DATA SUPPLIED:
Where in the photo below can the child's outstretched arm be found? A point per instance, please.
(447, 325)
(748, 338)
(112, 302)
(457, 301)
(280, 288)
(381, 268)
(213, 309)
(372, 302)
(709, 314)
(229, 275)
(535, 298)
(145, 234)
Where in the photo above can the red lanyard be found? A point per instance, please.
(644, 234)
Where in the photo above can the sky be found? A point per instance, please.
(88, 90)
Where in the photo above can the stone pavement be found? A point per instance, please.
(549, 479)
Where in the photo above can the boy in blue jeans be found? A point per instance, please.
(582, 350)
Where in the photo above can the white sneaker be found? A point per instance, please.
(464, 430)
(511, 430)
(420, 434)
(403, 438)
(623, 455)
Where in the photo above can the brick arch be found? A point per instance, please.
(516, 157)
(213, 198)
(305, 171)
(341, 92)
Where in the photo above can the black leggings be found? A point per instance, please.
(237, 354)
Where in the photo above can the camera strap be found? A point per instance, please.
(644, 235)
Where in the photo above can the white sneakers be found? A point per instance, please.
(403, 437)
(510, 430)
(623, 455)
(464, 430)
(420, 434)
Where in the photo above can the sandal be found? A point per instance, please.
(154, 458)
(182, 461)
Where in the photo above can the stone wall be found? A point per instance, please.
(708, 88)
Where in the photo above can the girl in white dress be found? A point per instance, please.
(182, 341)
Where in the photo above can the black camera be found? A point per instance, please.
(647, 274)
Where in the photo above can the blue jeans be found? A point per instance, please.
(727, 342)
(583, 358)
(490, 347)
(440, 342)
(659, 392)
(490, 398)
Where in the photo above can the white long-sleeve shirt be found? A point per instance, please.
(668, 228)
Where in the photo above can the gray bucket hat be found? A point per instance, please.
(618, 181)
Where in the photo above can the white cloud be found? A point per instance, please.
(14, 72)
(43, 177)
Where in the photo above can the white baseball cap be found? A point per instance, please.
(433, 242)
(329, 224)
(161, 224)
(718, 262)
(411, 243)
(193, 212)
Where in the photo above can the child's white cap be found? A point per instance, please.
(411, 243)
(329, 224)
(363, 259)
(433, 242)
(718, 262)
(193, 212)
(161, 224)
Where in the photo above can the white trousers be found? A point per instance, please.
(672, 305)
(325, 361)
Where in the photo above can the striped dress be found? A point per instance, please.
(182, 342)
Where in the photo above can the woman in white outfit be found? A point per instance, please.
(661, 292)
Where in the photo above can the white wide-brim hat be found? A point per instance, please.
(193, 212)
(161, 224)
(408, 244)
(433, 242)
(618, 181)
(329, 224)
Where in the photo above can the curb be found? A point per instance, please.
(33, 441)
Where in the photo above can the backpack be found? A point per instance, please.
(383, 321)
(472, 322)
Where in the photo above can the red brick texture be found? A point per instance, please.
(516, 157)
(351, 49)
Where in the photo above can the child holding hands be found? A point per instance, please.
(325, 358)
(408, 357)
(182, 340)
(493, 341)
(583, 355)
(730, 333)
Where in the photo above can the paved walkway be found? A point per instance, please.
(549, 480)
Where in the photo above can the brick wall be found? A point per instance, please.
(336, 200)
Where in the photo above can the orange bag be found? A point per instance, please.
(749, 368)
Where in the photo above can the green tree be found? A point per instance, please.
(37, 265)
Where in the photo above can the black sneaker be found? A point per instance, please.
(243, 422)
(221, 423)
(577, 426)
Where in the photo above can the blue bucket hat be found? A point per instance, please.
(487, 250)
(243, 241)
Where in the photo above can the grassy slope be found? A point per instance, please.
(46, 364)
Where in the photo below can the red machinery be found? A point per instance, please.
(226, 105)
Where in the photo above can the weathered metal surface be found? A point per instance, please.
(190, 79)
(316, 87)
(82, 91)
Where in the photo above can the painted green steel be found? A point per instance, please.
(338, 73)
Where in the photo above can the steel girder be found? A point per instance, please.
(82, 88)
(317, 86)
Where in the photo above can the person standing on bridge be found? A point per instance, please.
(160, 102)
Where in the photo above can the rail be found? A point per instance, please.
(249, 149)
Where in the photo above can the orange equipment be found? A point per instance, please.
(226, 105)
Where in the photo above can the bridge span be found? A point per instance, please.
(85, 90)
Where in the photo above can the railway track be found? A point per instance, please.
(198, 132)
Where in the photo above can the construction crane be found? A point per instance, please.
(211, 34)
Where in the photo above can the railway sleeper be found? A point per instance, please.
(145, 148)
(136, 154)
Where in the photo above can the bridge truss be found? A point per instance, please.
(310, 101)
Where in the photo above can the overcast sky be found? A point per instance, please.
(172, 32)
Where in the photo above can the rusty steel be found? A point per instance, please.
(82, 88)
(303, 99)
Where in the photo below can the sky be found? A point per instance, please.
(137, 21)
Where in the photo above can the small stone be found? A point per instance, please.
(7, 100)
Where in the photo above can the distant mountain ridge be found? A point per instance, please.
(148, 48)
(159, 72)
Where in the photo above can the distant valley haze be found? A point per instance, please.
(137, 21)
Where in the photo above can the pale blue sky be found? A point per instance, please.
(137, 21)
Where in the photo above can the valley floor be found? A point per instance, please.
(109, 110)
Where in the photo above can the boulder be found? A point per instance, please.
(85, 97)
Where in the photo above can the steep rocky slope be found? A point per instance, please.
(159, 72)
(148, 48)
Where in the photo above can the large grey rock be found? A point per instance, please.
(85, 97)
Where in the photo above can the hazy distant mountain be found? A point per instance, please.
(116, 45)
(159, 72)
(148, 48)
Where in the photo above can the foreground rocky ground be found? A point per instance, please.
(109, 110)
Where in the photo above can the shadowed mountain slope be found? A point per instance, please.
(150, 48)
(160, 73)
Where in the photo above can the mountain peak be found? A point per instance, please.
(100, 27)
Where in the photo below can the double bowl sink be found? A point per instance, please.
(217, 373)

EXERCISE PROMPT:
Write out every line of the material exactly as it appears.

FINISHED EXERCISE:
Where in the photo below can the child's outstretched arm be found? A point per instance, please.
(447, 325)
(748, 338)
(112, 302)
(457, 301)
(280, 288)
(381, 268)
(213, 309)
(372, 302)
(709, 314)
(229, 275)
(535, 298)
(145, 234)
Where in the photo above can the red lanyard be found? A point per instance, please.
(644, 234)
Where in the photo above can the sky be found? A point per instance, please.
(88, 90)
Where in the photo above can the stone pavement be found? A point per instance, please.
(549, 479)
Where in the photo above can the boy in blue jeans be found? A point per instance, please.
(582, 350)
Where in the photo above can the white sneaker be found? A point per instance, please.
(464, 430)
(511, 430)
(420, 434)
(403, 438)
(623, 455)
Where in the photo above can the brick arch be found? A point per instance, please.
(516, 157)
(213, 198)
(305, 171)
(341, 92)
Where in the photo above can the black leggings be found? A point per instance, please.
(237, 354)
Where in the photo above can the camera strap be found? A point per instance, please.
(644, 235)
Where in the photo above can the white sneakers be found? A point per instance, please.
(403, 437)
(510, 430)
(623, 455)
(464, 430)
(420, 434)
Where in the photo above can the sandal be found? A point per instance, please.
(154, 458)
(182, 461)
Where in the photo above can the stone wall be found? A point per instance, please.
(708, 88)
Where in the photo above can the girl in white dress be found? A point per instance, please.
(182, 341)
Where in the photo above can the black camera be found? A point per instance, please.
(647, 274)
Where in the photo above can the blue jeans be found? A point per instance, please.
(727, 342)
(583, 358)
(490, 347)
(440, 342)
(659, 392)
(490, 398)
Where in the photo above can the white long-sleeve shirt be found? A point per instance, please.
(668, 228)
Where in the photo above can the gray bucket hat be found? A point per instance, please.
(618, 181)
Where in the photo above can the white cloud be found? A point per instance, please.
(14, 72)
(43, 177)
Where in the photo above can the white baseball cap be found? A point per instance, please.
(433, 242)
(329, 224)
(161, 224)
(718, 262)
(411, 243)
(193, 212)
Where in the photo above can the child's white cap be found? A point per instance, please.
(411, 243)
(329, 224)
(363, 259)
(433, 242)
(718, 262)
(193, 212)
(161, 224)
Where in the photo above can the white trousers be found? A point per instance, please.
(672, 305)
(325, 361)
Where in the photo above can the striped dress be found? A point per instance, please.
(182, 342)
Where in the photo above can the woman in white outfit be found? A point per instance, please.
(661, 292)
Where in the photo above can the white wide-brim hat be found? A point per instance, please.
(193, 212)
(161, 224)
(408, 244)
(433, 242)
(618, 181)
(329, 224)
Where in the photo above can the curb be found? A point per instance, please.
(33, 441)
Where in the photo above can the backpack be found? A point per instance, please.
(383, 321)
(472, 322)
Where in the photo above can the red brick texture be found? A point per instance, please.
(516, 157)
(351, 49)
Where in the photo above can the child holding hands be found? A point per instance, please.
(325, 358)
(408, 357)
(182, 340)
(493, 341)
(583, 355)
(730, 333)
Where in the photo above can the paved walkway be found? A point per instance, please.
(549, 480)
Where in the photo above can the brick wall be found? A point per instance, please.
(336, 200)
Where in the photo above can the orange bag be found? A point per instance, please.
(749, 368)
Where in the photo above can the green tree be found? A point per instance, please.
(37, 265)
Where in the photo above can the black sneaker be found? A point per instance, please.
(243, 422)
(221, 423)
(577, 426)
Where in the photo above can the blue bucket hat be found? A point per instance, please.
(487, 250)
(243, 241)
Where in the photo above can the grassy slope be found? A point per instance, please.
(46, 364)
Where in the photo below can the red machinery be found? A point per instance, please.
(226, 105)
Where in the photo above can the weathered metal surface be found? A point per instance, please.
(190, 79)
(316, 87)
(82, 91)
Where in the photo above can the painted green steel be found? A point per instance, please.
(338, 73)
Where in the photo above can the steel girder be found? A point per instance, please.
(82, 88)
(317, 86)
Where in the photo above can the person standing on bridge be found? A point per instance, please.
(160, 102)
Where in the photo above can the rail be found? A point per instance, please.
(249, 149)
Where in the photo above can the orange equipment be found? A point per instance, please.
(226, 105)
Where in the photo above can the bridge span be found? A point per instance, please.
(85, 90)
Where in the photo above can the railway track be found? A point per instance, please.
(198, 132)
Where in the photo above can the construction crane be found? A point per instance, please.
(211, 34)
Where in the photo above can the railway sleeper be found? A point per instance, please.
(145, 148)
(136, 154)
Where in the photo above can the bridge truss be found? A point per instance, please.
(310, 101)
Where in the photo above can the overcast sky be found? A point per instance, please.
(172, 32)
Where in the photo above can the rusty steel be found? A point per instance, please.
(82, 88)
(303, 99)
Where in the photo below can the sky be found? A point per instance, please.
(137, 21)
Where in the photo above can the small stone be found? A point per instance, please.
(7, 100)
Where in the photo above can the distant mountain ridge be found? A point per instance, please.
(148, 48)
(159, 72)
Where in the photo above can the distant valley haze be found? A point per instance, please.
(137, 21)
Where in the photo above can the pale blue sky be found? A point per instance, please.
(137, 21)
Where in the photo above can the valley floor be found? A point per instance, please.
(109, 110)
Where in the photo above can the boulder be found? A point per instance, please.
(85, 97)
Where in the photo above can the steep rocky slope be found? A point per instance, please.
(159, 72)
(148, 48)
Where in the photo above can the large grey rock be found? A point per instance, please.
(85, 97)
Where in the photo above can the hazy distant mountain be found? A point per instance, please.
(116, 45)
(159, 72)
(148, 48)
Where in the photo above can the foreground rocky ground be found? A point per instance, please.
(109, 110)
Where in the photo above can the shadowed mountain slope be found? A point per instance, please.
(150, 48)
(160, 73)
Where in the photo above can the mountain peak be found? A point per instance, please.
(100, 27)
Where in the photo below can the double bowl sink be found? A point per instance, please.
(217, 373)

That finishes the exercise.